### Data drawn from a collection
• • • • •
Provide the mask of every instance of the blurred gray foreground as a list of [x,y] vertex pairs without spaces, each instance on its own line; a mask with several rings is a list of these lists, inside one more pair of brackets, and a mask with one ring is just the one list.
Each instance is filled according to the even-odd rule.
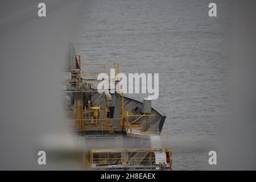
[[[46,18],[38,16],[41,2],[46,4]],[[82,3],[1,2],[0,169],[79,169],[76,163],[65,165],[51,159],[72,158],[60,93],[69,43]],[[47,147],[63,155],[47,156]],[[40,150],[47,152],[47,165],[38,164]]]

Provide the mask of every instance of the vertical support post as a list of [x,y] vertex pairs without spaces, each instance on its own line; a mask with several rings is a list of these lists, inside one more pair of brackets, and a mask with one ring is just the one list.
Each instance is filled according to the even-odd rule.
[[79,72],[81,72],[81,55],[79,55]]
[[122,91],[122,118],[125,117],[125,104],[123,99],[123,91]]

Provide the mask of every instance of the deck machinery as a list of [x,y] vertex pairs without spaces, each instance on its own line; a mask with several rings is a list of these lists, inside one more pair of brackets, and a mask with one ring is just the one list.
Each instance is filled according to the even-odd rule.
[[[143,102],[115,92],[100,93],[97,76],[104,64],[81,63],[71,44],[69,69],[65,72],[65,114],[79,142],[84,162],[92,169],[172,170],[166,116]],[[96,73],[93,68],[101,68]],[[115,74],[119,65],[114,64]],[[118,80],[115,80],[117,83]]]

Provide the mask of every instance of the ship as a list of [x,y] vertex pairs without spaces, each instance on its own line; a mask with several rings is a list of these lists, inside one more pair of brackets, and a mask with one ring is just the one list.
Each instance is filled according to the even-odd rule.
[[[171,171],[168,133],[162,131],[166,115],[151,106],[151,100],[98,92],[97,76],[106,73],[106,64],[82,61],[72,43],[68,64],[63,78],[64,114],[84,146],[85,166],[91,170]],[[102,70],[96,72],[95,68]],[[118,74],[119,64],[113,69]]]

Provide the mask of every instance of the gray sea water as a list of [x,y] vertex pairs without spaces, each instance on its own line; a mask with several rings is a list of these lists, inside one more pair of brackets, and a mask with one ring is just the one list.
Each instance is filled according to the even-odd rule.
[[[120,72],[159,73],[174,170],[210,169],[208,152],[225,105],[225,5],[214,1],[88,1],[75,46],[84,63],[120,64]],[[110,67],[109,67],[110,68]],[[144,95],[131,94],[142,100]]]

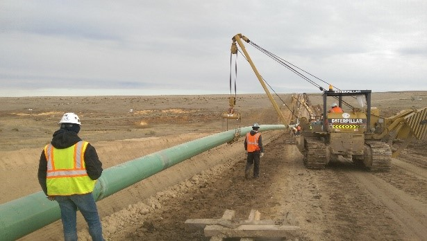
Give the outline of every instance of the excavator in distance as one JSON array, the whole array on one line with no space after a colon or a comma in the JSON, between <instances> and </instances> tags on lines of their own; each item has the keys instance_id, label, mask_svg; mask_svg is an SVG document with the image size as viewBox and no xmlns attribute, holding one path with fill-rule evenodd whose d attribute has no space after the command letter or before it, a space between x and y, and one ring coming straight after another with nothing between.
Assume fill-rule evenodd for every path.
<instances>
[{"instance_id":1,"label":"excavator in distance","mask_svg":"<svg viewBox=\"0 0 427 241\"><path fill-rule=\"evenodd\" d=\"M280 119L287 127L291 127L267 88L243 41L305 80L315 85L317 84L304 75L300 71L302 71L301 69L260 48L242 34L235 35L232 40L232 54L237 53L238 44ZM427 107L419 109L403 110L395 116L385 118L380 116L379 109L371 107L371 90L334 90L333 86L328 84L328 89L317 85L323 91L323 113L321 116L299 116L296 123L302 127L301 134L298 136L296 143L299 150L303 154L303 162L306 168L324 169L329 162L338 161L340 157L343 157L352 161L355 164L362 165L371 171L388 171L391 167L392 157L397 157L412 140L427 139ZM345 104L348 109L346 109L342 113L328 112L326 108L328 99L331 98L338 100L340 107L343 107L343 104ZM360 106L353 107L344 101L344 98L357 100ZM307 105L305 107L307 107ZM317 111L309 111L308 113ZM396 148L394 143L397 139L404 141Z\"/></svg>"}]
</instances>

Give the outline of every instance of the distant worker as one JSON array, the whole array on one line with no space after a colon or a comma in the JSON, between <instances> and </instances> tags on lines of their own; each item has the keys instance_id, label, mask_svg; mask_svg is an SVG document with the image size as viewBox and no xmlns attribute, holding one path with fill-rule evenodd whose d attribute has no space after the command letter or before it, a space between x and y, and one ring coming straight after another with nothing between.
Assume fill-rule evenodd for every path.
<instances>
[{"instance_id":1,"label":"distant worker","mask_svg":"<svg viewBox=\"0 0 427 241\"><path fill-rule=\"evenodd\" d=\"M102 173L95 148L77 134L81 125L74 113L65 113L52 141L40 156L38 179L47 199L59 204L65 241L77 240L76 212L80 210L92 240L104 240L97 204L92 195Z\"/></svg>"},{"instance_id":2,"label":"distant worker","mask_svg":"<svg viewBox=\"0 0 427 241\"><path fill-rule=\"evenodd\" d=\"M342 110L342 109L341 109L340 107L339 107L337 103L332 103L332 105L330 105L331 108L329 110L329 112L330 113L343 113L344 111Z\"/></svg>"},{"instance_id":3,"label":"distant worker","mask_svg":"<svg viewBox=\"0 0 427 241\"><path fill-rule=\"evenodd\" d=\"M296 126L296 135L299 136L300 134L301 134L301 125L298 125Z\"/></svg>"},{"instance_id":4,"label":"distant worker","mask_svg":"<svg viewBox=\"0 0 427 241\"><path fill-rule=\"evenodd\" d=\"M244 150L247 152L244 177L249 179L251 167L253 164L253 178L260 177L260 158L264 156L262 139L261 134L258 132L260 125L254 123L251 132L246 134L244 139Z\"/></svg>"}]
</instances>

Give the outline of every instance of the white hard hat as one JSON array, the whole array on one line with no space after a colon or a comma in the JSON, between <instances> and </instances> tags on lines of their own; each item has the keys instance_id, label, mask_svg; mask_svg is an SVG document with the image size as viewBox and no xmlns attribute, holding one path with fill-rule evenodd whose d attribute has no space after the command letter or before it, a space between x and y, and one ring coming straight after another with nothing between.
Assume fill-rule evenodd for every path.
<instances>
[{"instance_id":1,"label":"white hard hat","mask_svg":"<svg viewBox=\"0 0 427 241\"><path fill-rule=\"evenodd\" d=\"M72 124L81 125L81 123L80 123L80 118L78 118L78 116L77 116L76 114L72 112L64 114L64 116L62 116L61 120L58 123L58 124L72 123Z\"/></svg>"}]
</instances>

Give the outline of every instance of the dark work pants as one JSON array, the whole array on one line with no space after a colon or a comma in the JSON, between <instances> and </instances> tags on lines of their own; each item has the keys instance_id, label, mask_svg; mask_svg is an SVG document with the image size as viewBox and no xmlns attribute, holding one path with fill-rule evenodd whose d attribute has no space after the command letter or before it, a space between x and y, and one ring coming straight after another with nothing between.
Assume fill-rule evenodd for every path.
<instances>
[{"instance_id":1,"label":"dark work pants","mask_svg":"<svg viewBox=\"0 0 427 241\"><path fill-rule=\"evenodd\" d=\"M253 164L253 177L258 177L260 176L260 151L248 152L244 172L249 173L251 171L252 164Z\"/></svg>"}]
</instances>

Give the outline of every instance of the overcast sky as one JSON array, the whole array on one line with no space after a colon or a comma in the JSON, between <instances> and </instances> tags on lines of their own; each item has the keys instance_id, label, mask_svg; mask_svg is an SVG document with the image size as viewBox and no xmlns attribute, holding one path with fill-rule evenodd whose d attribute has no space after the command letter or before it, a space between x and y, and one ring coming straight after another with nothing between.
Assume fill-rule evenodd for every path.
<instances>
[{"instance_id":1,"label":"overcast sky","mask_svg":"<svg viewBox=\"0 0 427 241\"><path fill-rule=\"evenodd\" d=\"M425 0L1 0L0 96L228 94L237 33L340 89L426 91L426 12ZM245 46L274 91L319 93ZM265 93L237 64L237 94ZM234 71L233 59L233 84Z\"/></svg>"}]
</instances>

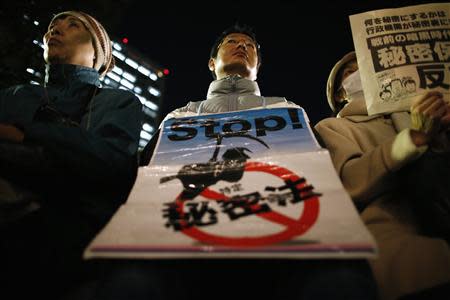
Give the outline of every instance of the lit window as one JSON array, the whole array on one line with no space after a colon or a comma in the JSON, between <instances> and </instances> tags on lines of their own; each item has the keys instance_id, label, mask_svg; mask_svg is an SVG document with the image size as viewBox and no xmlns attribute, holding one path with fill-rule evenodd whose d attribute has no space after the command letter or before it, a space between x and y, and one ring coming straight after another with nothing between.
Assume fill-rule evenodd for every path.
<instances>
[{"instance_id":1,"label":"lit window","mask_svg":"<svg viewBox=\"0 0 450 300\"><path fill-rule=\"evenodd\" d=\"M134 84L132 84L131 82L129 82L125 78L122 78L120 80L120 83L123 84L125 87L129 88L130 90L132 90L134 88Z\"/></svg>"},{"instance_id":2,"label":"lit window","mask_svg":"<svg viewBox=\"0 0 450 300\"><path fill-rule=\"evenodd\" d=\"M158 80L158 76L156 76L155 73L150 74L150 76L148 76L148 77L150 77L150 79L153 80L153 81Z\"/></svg>"},{"instance_id":3,"label":"lit window","mask_svg":"<svg viewBox=\"0 0 450 300\"><path fill-rule=\"evenodd\" d=\"M157 89L151 86L148 88L148 92L155 97L159 97L159 95L161 95L161 93Z\"/></svg>"},{"instance_id":4,"label":"lit window","mask_svg":"<svg viewBox=\"0 0 450 300\"><path fill-rule=\"evenodd\" d=\"M155 130L155 128L153 128L153 126L148 123L144 123L144 125L142 125L142 129L147 132L153 132Z\"/></svg>"},{"instance_id":5,"label":"lit window","mask_svg":"<svg viewBox=\"0 0 450 300\"><path fill-rule=\"evenodd\" d=\"M141 130L141 138L149 141L152 138L152 135L147 131Z\"/></svg>"},{"instance_id":6,"label":"lit window","mask_svg":"<svg viewBox=\"0 0 450 300\"><path fill-rule=\"evenodd\" d=\"M114 47L114 49L116 49L117 51L122 51L122 47L121 47L119 44L117 44L117 43L114 43L114 42L113 42L113 47Z\"/></svg>"},{"instance_id":7,"label":"lit window","mask_svg":"<svg viewBox=\"0 0 450 300\"><path fill-rule=\"evenodd\" d=\"M134 89L133 89L133 91L134 91L135 93L137 93L137 94L142 93L142 89L141 89L140 87L138 87L138 86L135 86Z\"/></svg>"},{"instance_id":8,"label":"lit window","mask_svg":"<svg viewBox=\"0 0 450 300\"><path fill-rule=\"evenodd\" d=\"M139 66L138 71L144 74L145 76L150 76L152 72L149 69L144 68L143 66Z\"/></svg>"},{"instance_id":9,"label":"lit window","mask_svg":"<svg viewBox=\"0 0 450 300\"><path fill-rule=\"evenodd\" d=\"M106 74L106 76L108 76L109 78L111 78L112 80L115 80L117 82L120 82L120 77L117 76L116 74L109 72Z\"/></svg>"},{"instance_id":10,"label":"lit window","mask_svg":"<svg viewBox=\"0 0 450 300\"><path fill-rule=\"evenodd\" d=\"M125 60L125 55L123 55L122 53L120 53L120 52L118 52L116 50L113 50L113 55L115 57L117 57L118 59L120 59L120 60Z\"/></svg>"},{"instance_id":11,"label":"lit window","mask_svg":"<svg viewBox=\"0 0 450 300\"><path fill-rule=\"evenodd\" d=\"M130 73L123 72L122 76L125 77L126 79L128 79L131 82L136 82L136 77L131 75Z\"/></svg>"},{"instance_id":12,"label":"lit window","mask_svg":"<svg viewBox=\"0 0 450 300\"><path fill-rule=\"evenodd\" d=\"M117 73L119 75L122 75L123 70L121 68L117 67L117 66L114 66L113 72L115 72L115 73Z\"/></svg>"}]
</instances>

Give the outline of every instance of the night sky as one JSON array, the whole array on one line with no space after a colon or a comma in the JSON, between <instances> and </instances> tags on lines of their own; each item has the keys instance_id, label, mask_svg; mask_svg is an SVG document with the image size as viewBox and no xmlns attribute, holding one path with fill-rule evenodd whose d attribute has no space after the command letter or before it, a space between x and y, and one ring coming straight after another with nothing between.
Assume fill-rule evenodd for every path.
<instances>
[{"instance_id":1,"label":"night sky","mask_svg":"<svg viewBox=\"0 0 450 300\"><path fill-rule=\"evenodd\" d=\"M261 45L257 79L261 93L301 105L315 124L330 114L325 86L331 68L353 49L348 16L430 1L313 1L308 7L298 2L180 5L166 1L155 9L137 1L130 6L133 18L123 20L123 32L118 34L170 70L165 115L188 101L206 97L212 80L207 63L215 38L235 22L248 24Z\"/></svg>"},{"instance_id":2,"label":"night sky","mask_svg":"<svg viewBox=\"0 0 450 300\"><path fill-rule=\"evenodd\" d=\"M349 15L429 3L423 0L306 1L32 1L51 17L79 9L97 17L111 36L169 69L162 116L203 100L212 80L209 52L216 37L238 22L254 28L261 45L258 84L264 96L282 96L305 108L312 124L330 115L325 86L333 65L353 50ZM433 1L446 2L446 1ZM45 4L45 5L44 5ZM3 4L2 4L3 6ZM42 20L43 22L45 20Z\"/></svg>"}]
</instances>

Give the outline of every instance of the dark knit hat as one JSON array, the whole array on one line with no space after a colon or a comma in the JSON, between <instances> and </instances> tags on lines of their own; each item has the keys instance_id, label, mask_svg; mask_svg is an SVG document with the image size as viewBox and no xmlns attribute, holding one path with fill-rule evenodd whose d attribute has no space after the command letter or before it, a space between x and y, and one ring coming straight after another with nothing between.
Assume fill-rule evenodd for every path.
<instances>
[{"instance_id":1,"label":"dark knit hat","mask_svg":"<svg viewBox=\"0 0 450 300\"><path fill-rule=\"evenodd\" d=\"M114 67L111 40L102 24L87 13L81 11L65 11L56 14L51 20L50 25L55 19L61 18L62 16L72 16L79 19L91 33L95 50L94 69L100 73L100 76L102 77L111 71Z\"/></svg>"}]
</instances>

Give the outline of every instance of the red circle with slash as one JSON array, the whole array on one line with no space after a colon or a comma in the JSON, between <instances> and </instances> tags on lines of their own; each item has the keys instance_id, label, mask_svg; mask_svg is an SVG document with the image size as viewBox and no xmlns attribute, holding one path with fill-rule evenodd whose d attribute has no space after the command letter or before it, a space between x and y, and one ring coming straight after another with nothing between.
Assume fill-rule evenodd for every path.
<instances>
[{"instance_id":1,"label":"red circle with slash","mask_svg":"<svg viewBox=\"0 0 450 300\"><path fill-rule=\"evenodd\" d=\"M269 165L259 162L247 162L245 164L246 172L265 172L277 176L285 182L297 182L300 178L293 172L283 167ZM299 183L296 187L298 189L306 185L306 182ZM224 195L206 188L200 194L205 198L211 200L223 200ZM177 197L176 203L178 208L182 210L184 200L181 199L181 194ZM210 245L246 247L246 246L266 246L292 239L294 236L299 236L308 231L317 221L319 215L319 197L314 195L303 201L303 210L298 217L291 218L275 211L258 213L257 216L267 221L274 222L285 226L285 229L274 234L257 237L227 237L211 234L200 230L198 227L189 227L182 229L181 232L187 236L198 240L200 242Z\"/></svg>"}]
</instances>

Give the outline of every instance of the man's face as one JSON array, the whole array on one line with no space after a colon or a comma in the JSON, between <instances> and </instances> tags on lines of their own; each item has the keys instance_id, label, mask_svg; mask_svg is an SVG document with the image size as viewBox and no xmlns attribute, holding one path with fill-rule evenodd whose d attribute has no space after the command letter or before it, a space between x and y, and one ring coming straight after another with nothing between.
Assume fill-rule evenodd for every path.
<instances>
[{"instance_id":1,"label":"man's face","mask_svg":"<svg viewBox=\"0 0 450 300\"><path fill-rule=\"evenodd\" d=\"M257 45L248 35L231 33L223 39L218 49L217 57L209 60L209 69L216 73L217 79L237 74L256 80Z\"/></svg>"},{"instance_id":2,"label":"man's face","mask_svg":"<svg viewBox=\"0 0 450 300\"><path fill-rule=\"evenodd\" d=\"M50 64L94 66L92 37L78 18L62 16L53 20L44 35L44 59Z\"/></svg>"}]
</instances>

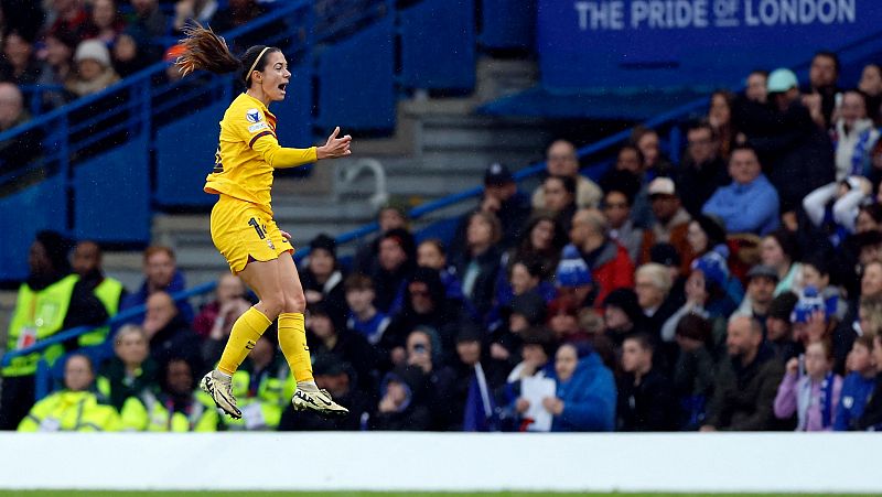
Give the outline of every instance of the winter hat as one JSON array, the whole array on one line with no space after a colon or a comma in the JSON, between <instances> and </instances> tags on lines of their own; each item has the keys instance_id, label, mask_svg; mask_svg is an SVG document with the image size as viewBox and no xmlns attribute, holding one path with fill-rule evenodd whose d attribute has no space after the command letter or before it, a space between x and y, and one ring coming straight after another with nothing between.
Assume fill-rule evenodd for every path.
<instances>
[{"instance_id":1,"label":"winter hat","mask_svg":"<svg viewBox=\"0 0 882 497\"><path fill-rule=\"evenodd\" d=\"M557 285L562 288L587 287L591 284L591 271L582 256L572 244L563 247L563 256L555 274Z\"/></svg>"},{"instance_id":2,"label":"winter hat","mask_svg":"<svg viewBox=\"0 0 882 497\"><path fill-rule=\"evenodd\" d=\"M609 306L619 307L624 312L632 323L638 323L643 318L643 310L637 302L637 294L631 289L615 289L603 300L603 309Z\"/></svg>"},{"instance_id":3,"label":"winter hat","mask_svg":"<svg viewBox=\"0 0 882 497\"><path fill-rule=\"evenodd\" d=\"M729 281L729 266L725 262L728 257L729 248L724 245L718 245L713 250L693 260L692 270L701 271L709 283L716 283L718 287L723 288L725 282Z\"/></svg>"},{"instance_id":4,"label":"winter hat","mask_svg":"<svg viewBox=\"0 0 882 497\"><path fill-rule=\"evenodd\" d=\"M110 52L107 50L107 45L98 40L86 40L76 47L74 61L80 62L89 58L103 67L110 66Z\"/></svg>"},{"instance_id":5,"label":"winter hat","mask_svg":"<svg viewBox=\"0 0 882 497\"><path fill-rule=\"evenodd\" d=\"M46 250L46 257L52 262L52 268L60 274L71 272L71 262L67 255L71 251L71 241L62 234L43 230L36 234L36 241Z\"/></svg>"}]
</instances>

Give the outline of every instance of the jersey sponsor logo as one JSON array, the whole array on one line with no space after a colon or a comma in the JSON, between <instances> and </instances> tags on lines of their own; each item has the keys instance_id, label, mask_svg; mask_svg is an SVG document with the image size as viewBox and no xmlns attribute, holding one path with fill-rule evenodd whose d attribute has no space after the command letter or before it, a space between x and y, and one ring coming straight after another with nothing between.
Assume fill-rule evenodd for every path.
<instances>
[{"instance_id":1,"label":"jersey sponsor logo","mask_svg":"<svg viewBox=\"0 0 882 497\"><path fill-rule=\"evenodd\" d=\"M263 120L263 114L260 109L248 109L245 111L245 119L248 122L260 122Z\"/></svg>"},{"instance_id":2,"label":"jersey sponsor logo","mask_svg":"<svg viewBox=\"0 0 882 497\"><path fill-rule=\"evenodd\" d=\"M248 132L255 133L257 131L260 131L261 129L269 129L269 125L267 125L266 122L258 122L256 125L251 125L248 127Z\"/></svg>"}]
</instances>

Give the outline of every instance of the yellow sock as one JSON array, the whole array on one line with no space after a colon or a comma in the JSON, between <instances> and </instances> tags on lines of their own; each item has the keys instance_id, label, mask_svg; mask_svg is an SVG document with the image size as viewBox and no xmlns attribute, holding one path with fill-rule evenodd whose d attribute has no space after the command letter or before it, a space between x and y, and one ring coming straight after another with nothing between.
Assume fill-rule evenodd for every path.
• • • • •
### To be done
Convert the stretch of the data from its start through the line containing "[[122,91],[122,118],[125,117],[125,104],[123,99],[123,91]]" into a Markdown table with the columns Row and Line, omitting blank lines and the pictures.

### Task result
| Row | Line |
|---|---|
| 1 | Provide the mask of every instance of the blurred gray foreground as a list of [x,y] vertex pairs without spaces, each instance on its own line; a mask with several rings is a list of these lists, inside one more pair of brackets, and a mask with one ring is just the one list. |
| 2 | Each instance is filled according to the even-odd rule. |
| 3 | [[[46,18],[38,16],[41,2],[46,4]],[[82,3],[1,2],[0,169],[79,169],[76,163],[65,165],[51,159],[72,158],[60,93],[69,43]],[[47,147],[63,155],[47,156]],[[40,150],[47,152],[47,165],[38,164]]] |
| 4 | Provide the mask of every instance of the vertical support post as a list of [x,y] vertex pairs without spaces, each instance on its own line; a mask with several rings is a list of these lists, inside one more pair of brackets, and a mask with one ring is just the one list. |
| 5 | Each instance is filled according to the even-odd rule. |
| 6 | [[79,72],[81,72],[81,55],[79,55]] |
| 7 | [[122,91],[122,118],[125,117],[125,104],[123,99],[123,91]] |